* _Article_:
○ ○ ○ ○

The impairment charge represents the aforementioned full write off of the carrying value of Anglia and the Jacky decommissioning provision release combined with the impairment of further costs of a capital nature recognised in the first quarter of 2014 on Beatrice and Jacky, both of which were fully written down at December 31, 2013 in anticipation of the re-transfer of Beatrice to Talisman.

 

 

FOREIGN EXCHANGE & FINANCIAL INSTRUMENTS

 

 

 

Three Months Ended September 30, 2014

A foreign exchange gain of $4.1 million was recorded in Q3 2014 (Q3 2013: $2.2 million gain). The majority of the Company's revenue is US dollar driven while expenditures are incurred in British pounds, US dollars and Euros. General volatility in the USD:GBP exchange rate is the primary driver behind the foreign exchange gains and losses, particularly on the revaluation of non US dollar bank accounts and working capital balances (USD:GBP at July 1, 2014: 1.70. USD:GBP at September 30, 2014: 1.62 with fluctuations between 1.61 and 1.72 during the quarter).

 

The Company recorded an overall $39.2 million gain on financial instruments for the quarter ended September 30, 2014 (Q3 2013: $15.8 million loss). $1.0 million of the gain was realised in the quarter and $38.2million relates to revaluation of future hedging instruments at September 30, 2014. The non-cash revaluation primarily related to a $36.8 million upward revaluation of oil hedges, due to an increase in value of oil swaps and put options based on the decrease in the Brent oil forward curve from the previous quarter end and the implied volatility at the end of the reporting period, coupled with a $1.4 million upwards revaluation of other financial instruments. The $1.0 million cash gain was realised in respect of instruments which expired during the quarter - comprising a $1.1 million realised gain on commodity hedges and a $0.1 million realised loss on interest rate instruments.

○ ○ ○ ○

* _Stored rows_:
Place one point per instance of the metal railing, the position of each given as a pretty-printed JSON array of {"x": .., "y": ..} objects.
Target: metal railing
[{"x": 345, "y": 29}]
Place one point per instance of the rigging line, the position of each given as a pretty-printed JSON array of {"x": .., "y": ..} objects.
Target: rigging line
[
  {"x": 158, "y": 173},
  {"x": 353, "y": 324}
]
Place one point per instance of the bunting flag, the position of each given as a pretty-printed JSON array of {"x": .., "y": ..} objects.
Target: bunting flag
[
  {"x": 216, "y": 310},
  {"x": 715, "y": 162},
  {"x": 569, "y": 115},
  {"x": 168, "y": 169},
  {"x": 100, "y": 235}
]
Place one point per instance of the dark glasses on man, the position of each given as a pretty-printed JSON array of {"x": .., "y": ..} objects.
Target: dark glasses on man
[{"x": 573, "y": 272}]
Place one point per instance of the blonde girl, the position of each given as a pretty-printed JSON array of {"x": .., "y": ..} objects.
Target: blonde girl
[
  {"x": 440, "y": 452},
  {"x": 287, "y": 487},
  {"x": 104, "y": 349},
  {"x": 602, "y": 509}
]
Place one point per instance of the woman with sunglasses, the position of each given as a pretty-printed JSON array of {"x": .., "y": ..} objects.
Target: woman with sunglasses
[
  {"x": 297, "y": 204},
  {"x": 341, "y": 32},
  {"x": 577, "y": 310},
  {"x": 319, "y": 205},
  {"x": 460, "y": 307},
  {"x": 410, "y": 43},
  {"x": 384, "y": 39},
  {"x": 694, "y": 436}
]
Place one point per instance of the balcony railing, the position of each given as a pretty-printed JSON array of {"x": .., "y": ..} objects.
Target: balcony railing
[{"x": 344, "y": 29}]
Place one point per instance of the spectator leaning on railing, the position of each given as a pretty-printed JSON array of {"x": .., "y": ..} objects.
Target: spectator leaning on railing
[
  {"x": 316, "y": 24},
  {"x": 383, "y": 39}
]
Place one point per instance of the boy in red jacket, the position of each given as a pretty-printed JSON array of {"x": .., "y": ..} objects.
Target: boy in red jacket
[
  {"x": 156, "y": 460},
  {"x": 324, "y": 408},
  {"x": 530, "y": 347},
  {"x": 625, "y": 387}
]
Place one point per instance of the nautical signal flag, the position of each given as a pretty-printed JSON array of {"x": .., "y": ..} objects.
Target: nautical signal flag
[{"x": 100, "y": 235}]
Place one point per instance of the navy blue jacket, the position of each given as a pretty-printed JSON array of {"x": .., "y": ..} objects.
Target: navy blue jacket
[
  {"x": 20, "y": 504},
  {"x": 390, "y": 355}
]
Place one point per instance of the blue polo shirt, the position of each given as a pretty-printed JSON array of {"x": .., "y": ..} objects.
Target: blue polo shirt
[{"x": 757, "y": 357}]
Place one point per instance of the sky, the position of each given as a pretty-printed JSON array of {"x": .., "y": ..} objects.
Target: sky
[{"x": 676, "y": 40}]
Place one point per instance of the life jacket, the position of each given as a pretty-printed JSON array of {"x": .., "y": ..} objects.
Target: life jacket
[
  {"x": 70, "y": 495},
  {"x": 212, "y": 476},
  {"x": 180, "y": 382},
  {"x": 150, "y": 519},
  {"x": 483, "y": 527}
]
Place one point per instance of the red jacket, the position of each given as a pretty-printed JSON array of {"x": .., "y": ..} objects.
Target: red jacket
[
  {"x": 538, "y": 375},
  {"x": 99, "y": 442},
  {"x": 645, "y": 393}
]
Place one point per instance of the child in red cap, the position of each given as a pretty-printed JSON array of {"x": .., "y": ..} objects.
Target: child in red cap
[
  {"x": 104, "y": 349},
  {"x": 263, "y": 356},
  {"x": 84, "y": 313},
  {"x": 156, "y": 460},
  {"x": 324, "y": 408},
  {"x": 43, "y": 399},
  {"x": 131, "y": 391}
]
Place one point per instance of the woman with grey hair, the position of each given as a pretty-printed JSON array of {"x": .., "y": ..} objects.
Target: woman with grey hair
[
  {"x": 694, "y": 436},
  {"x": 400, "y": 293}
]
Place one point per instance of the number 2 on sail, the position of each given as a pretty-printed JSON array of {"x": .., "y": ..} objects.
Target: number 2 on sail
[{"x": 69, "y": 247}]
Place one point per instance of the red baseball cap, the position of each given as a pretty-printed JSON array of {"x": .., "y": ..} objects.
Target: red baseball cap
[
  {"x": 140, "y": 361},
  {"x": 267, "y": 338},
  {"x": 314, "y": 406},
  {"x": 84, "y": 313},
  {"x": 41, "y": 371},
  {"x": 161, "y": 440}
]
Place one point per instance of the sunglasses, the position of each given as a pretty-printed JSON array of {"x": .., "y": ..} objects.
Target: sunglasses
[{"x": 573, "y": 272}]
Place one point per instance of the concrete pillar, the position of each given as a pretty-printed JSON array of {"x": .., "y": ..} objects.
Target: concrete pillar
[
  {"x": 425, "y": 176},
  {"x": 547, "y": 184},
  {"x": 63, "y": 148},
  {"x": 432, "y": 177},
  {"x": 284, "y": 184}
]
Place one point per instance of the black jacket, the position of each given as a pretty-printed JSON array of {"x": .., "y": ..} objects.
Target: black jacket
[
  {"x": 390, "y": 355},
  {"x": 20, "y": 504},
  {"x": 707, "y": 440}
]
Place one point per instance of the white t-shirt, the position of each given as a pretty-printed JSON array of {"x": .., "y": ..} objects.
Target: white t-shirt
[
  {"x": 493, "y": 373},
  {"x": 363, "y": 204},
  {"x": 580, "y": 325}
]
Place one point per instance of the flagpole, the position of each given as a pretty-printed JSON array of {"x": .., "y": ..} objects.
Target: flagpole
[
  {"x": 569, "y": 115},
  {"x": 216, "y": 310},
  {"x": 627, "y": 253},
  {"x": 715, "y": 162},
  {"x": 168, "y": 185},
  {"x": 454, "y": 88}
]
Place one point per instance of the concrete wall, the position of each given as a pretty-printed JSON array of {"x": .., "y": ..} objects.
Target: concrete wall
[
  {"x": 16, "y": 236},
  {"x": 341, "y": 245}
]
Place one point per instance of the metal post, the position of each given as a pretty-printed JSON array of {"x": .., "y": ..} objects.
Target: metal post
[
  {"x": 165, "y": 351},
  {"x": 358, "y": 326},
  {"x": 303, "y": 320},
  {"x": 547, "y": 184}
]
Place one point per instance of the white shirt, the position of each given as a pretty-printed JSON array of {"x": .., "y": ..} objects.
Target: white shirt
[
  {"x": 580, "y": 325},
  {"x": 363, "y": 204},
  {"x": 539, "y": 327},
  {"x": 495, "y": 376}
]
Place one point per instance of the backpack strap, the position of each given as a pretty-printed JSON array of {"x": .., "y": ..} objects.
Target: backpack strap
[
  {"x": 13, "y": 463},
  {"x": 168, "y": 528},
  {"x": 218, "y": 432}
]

○ ○ ○ ○

Please reproduce the financial results excerpt above in full, word for word.

* _Answer for the task_:
The impairment charge represents the aforementioned full write off of the carrying value of Anglia and the Jacky decommissioning provision release combined with the impairment of further costs of a capital nature recognised in the first quarter of 2014 on Beatrice and Jacky, both of which were fully written down at December 31, 2013 in anticipation of the re-transfer of Beatrice to Talisman.

 

 

FOREIGN EXCHANGE & FINANCIAL INSTRUMENTS

 

 

 

Three Months Ended September 30, 2014

A foreign exchange gain of $4.1 million was recorded in Q3 2014 (Q3 2013: $2.2 million gain). The majority of the Company's revenue is US dollar driven while expenditures are incurred in British pounds, US dollars and Euros. General volatility in the USD:GBP exchange rate is the primary driver behind the foreign exchange gains and losses, particularly on the revaluation of non US dollar bank accounts and working capital balances (USD:GBP at July 1, 2014: 1.70. USD:GBP at September 30, 2014: 1.62 with fluctuations between 1.61 and 1.72 during the quarter).

 

The Company recorded an overall $39.2 million gain on financial instruments for the quarter ended September 30, 2014 (Q3 2013: $15.8 million loss). $1.0 million of the gain was realised in the quarter and $38.2million relates to revaluation of future hedging instruments at September 30, 2014. The non-cash revaluation primarily related to a $36.8 million upward revaluation of oil hedges, due to an increase in value of oil swaps and put options based on the decrease in the Brent oil forward curve from the previous quarter end and the implied volatility at the end of the reporting period, coupled with a $1.4 million upwards revaluation of other financial instruments. The $1.0 million cash gain was realised in respect of instruments which expired during the quarter - comprising a $1.1 million realised gain on commodity hedges and a $0.1 million realised loss on interest rate instruments.